-- START STORED RECORDS --

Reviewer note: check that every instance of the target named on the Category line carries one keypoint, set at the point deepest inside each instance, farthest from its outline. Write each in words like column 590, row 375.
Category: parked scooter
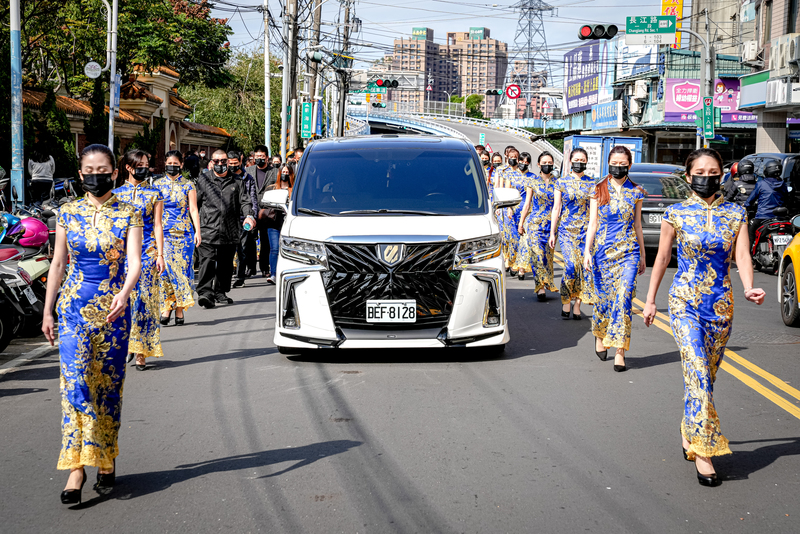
column 771, row 239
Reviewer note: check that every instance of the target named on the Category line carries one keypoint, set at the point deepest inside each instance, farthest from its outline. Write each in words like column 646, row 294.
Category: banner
column 581, row 78
column 675, row 8
column 684, row 102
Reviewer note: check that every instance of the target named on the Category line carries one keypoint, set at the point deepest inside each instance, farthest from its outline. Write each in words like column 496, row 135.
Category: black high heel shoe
column 105, row 481
column 73, row 496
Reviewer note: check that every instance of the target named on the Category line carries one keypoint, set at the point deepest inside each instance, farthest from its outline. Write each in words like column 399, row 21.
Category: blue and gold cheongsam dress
column 177, row 280
column 93, row 352
column 616, row 256
column 537, row 231
column 701, row 309
column 146, row 296
column 575, row 198
column 514, row 248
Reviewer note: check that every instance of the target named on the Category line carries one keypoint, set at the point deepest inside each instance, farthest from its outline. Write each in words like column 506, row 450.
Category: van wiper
column 408, row 212
column 318, row 213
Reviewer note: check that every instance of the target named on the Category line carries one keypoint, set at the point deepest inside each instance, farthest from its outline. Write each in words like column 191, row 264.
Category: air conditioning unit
column 749, row 51
column 641, row 89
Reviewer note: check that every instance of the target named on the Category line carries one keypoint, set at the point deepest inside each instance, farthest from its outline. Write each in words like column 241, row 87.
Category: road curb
column 22, row 359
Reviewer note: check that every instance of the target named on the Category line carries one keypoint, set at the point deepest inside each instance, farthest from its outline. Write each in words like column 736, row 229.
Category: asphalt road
column 225, row 434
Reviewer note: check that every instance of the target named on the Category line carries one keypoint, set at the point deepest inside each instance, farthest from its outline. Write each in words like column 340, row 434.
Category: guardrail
column 413, row 119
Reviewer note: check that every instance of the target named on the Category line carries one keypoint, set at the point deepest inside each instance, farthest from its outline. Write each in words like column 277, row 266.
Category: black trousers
column 216, row 269
column 246, row 252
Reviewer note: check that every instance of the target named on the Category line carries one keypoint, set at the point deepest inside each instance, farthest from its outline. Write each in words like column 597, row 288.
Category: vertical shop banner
column 684, row 102
column 581, row 78
column 674, row 8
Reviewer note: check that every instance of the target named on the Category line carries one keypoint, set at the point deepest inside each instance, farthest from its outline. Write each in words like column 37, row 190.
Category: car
column 662, row 191
column 788, row 274
column 390, row 242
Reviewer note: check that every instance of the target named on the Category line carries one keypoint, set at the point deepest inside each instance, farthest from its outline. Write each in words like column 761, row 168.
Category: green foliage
column 96, row 126
column 239, row 107
column 149, row 139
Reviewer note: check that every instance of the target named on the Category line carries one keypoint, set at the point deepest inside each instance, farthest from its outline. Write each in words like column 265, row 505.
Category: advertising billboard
column 684, row 100
column 581, row 78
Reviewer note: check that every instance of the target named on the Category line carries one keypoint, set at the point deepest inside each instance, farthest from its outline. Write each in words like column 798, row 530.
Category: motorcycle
column 771, row 239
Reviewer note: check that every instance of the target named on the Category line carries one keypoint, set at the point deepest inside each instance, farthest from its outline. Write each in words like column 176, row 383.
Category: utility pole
column 343, row 82
column 267, row 85
column 17, row 148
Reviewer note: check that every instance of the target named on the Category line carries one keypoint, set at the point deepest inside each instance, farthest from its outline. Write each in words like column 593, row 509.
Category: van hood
column 438, row 228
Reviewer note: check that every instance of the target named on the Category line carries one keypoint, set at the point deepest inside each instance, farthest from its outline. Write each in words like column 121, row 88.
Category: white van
column 390, row 242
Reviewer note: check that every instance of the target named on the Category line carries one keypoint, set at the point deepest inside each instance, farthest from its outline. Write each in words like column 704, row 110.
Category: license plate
column 391, row 311
column 29, row 294
column 781, row 239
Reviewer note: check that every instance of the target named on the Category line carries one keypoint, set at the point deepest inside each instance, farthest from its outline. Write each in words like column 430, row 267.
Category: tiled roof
column 35, row 99
column 204, row 128
column 138, row 91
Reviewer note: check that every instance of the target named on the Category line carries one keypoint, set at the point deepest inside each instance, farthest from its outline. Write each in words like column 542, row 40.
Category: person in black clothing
column 222, row 199
column 738, row 191
column 264, row 174
column 246, row 248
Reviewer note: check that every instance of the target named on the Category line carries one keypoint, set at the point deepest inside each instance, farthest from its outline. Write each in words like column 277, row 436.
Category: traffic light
column 590, row 32
column 389, row 84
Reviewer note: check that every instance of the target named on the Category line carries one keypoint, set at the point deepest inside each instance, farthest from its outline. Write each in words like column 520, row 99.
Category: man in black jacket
column 221, row 199
column 265, row 175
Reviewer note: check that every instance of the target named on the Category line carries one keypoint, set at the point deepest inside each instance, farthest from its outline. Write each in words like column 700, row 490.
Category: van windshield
column 392, row 181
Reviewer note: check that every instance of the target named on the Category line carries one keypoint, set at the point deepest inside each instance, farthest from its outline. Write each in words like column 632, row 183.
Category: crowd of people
column 130, row 245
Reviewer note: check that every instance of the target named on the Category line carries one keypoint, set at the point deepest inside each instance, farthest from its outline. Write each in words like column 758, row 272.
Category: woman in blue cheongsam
column 614, row 256
column 571, row 207
column 709, row 231
column 99, row 234
column 535, row 224
column 181, row 221
column 513, row 177
column 145, row 340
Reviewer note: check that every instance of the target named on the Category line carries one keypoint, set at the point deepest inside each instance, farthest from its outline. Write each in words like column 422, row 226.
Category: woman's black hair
column 97, row 149
column 699, row 153
column 577, row 151
column 174, row 154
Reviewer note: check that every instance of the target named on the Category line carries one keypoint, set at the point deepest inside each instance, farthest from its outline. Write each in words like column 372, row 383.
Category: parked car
column 788, row 274
column 663, row 190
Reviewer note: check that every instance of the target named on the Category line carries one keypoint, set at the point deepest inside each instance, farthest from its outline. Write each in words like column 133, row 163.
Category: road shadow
column 741, row 464
column 19, row 391
column 140, row 484
column 160, row 364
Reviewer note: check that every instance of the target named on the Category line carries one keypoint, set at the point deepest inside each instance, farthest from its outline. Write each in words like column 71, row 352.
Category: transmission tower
column 530, row 51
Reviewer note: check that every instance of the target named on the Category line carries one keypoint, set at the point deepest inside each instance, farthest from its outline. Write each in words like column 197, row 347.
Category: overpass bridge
column 495, row 135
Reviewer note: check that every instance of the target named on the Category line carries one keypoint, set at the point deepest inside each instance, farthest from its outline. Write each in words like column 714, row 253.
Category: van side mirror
column 277, row 198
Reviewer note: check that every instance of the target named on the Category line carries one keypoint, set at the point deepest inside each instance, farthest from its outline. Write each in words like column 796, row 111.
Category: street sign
column 93, row 70
column 650, row 30
column 513, row 91
column 708, row 117
column 305, row 120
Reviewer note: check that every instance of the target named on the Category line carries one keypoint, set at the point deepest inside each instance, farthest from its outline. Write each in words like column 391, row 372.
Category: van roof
column 396, row 141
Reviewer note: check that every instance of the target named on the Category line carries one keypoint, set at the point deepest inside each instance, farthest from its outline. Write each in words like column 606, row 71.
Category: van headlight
column 477, row 250
column 308, row 252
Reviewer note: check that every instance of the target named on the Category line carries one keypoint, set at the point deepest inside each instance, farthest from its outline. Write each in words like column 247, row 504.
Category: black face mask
column 618, row 171
column 98, row 184
column 705, row 186
column 578, row 166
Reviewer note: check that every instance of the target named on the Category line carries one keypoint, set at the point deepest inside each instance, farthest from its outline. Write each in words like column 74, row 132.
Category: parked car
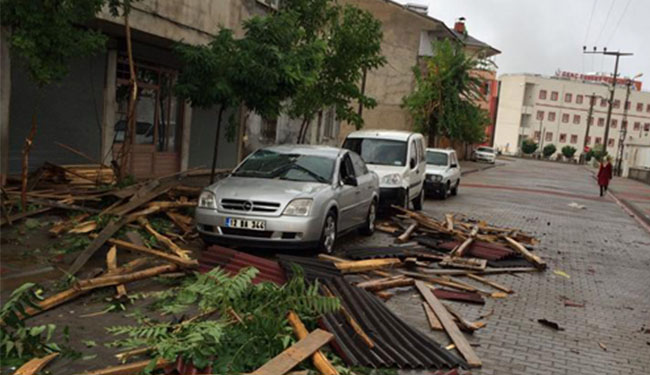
column 398, row 159
column 290, row 197
column 443, row 172
column 484, row 153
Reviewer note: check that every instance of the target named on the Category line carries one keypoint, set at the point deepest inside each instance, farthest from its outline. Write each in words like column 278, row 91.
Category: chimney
column 459, row 26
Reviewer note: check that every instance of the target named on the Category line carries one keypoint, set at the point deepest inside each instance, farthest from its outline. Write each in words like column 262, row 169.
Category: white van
column 398, row 158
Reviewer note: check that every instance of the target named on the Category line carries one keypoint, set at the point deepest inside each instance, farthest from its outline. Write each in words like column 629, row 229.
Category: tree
column 568, row 152
column 444, row 99
column 352, row 39
column 46, row 35
column 529, row 146
column 549, row 150
column 207, row 78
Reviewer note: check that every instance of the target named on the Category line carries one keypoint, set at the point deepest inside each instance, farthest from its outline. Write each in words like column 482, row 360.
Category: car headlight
column 298, row 207
column 394, row 179
column 207, row 199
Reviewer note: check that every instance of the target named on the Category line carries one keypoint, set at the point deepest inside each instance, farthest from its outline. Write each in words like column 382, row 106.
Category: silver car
column 290, row 197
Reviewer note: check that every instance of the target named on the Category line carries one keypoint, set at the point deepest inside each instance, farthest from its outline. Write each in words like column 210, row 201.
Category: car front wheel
column 329, row 233
column 368, row 227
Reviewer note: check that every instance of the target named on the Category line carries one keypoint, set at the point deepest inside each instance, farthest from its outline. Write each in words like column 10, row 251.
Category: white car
column 399, row 160
column 443, row 172
column 484, row 153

-- END STORED RECORDS --

▶ SHORT EXERCISE: Only the lines from the one containing "382, row 106." to the end of the data should be printed, exactly as they stand.

▶ WRITTEN SOLUTION:
Reviewer note: check that every instance of the target named on the Category line carries one keypoint, set at the point deepest inside each instance, farthest from its outline. Write each in words like column 382, row 106.
Category: silver car
column 290, row 197
Reviewer note: check that every instance of the target named on the Category line carries one keypoint, set at the point deepest inside each instance, farthest from its outline. Write each in words like column 210, row 201.
Category: car front wheel
column 329, row 233
column 368, row 227
Reviewer note: check that every instance of the target named on the Category line carries one keypoint, set at the point deepest inside each instance, farthest from its outline. Write each in words like column 10, row 251.
Category: white car
column 399, row 160
column 443, row 172
column 484, row 153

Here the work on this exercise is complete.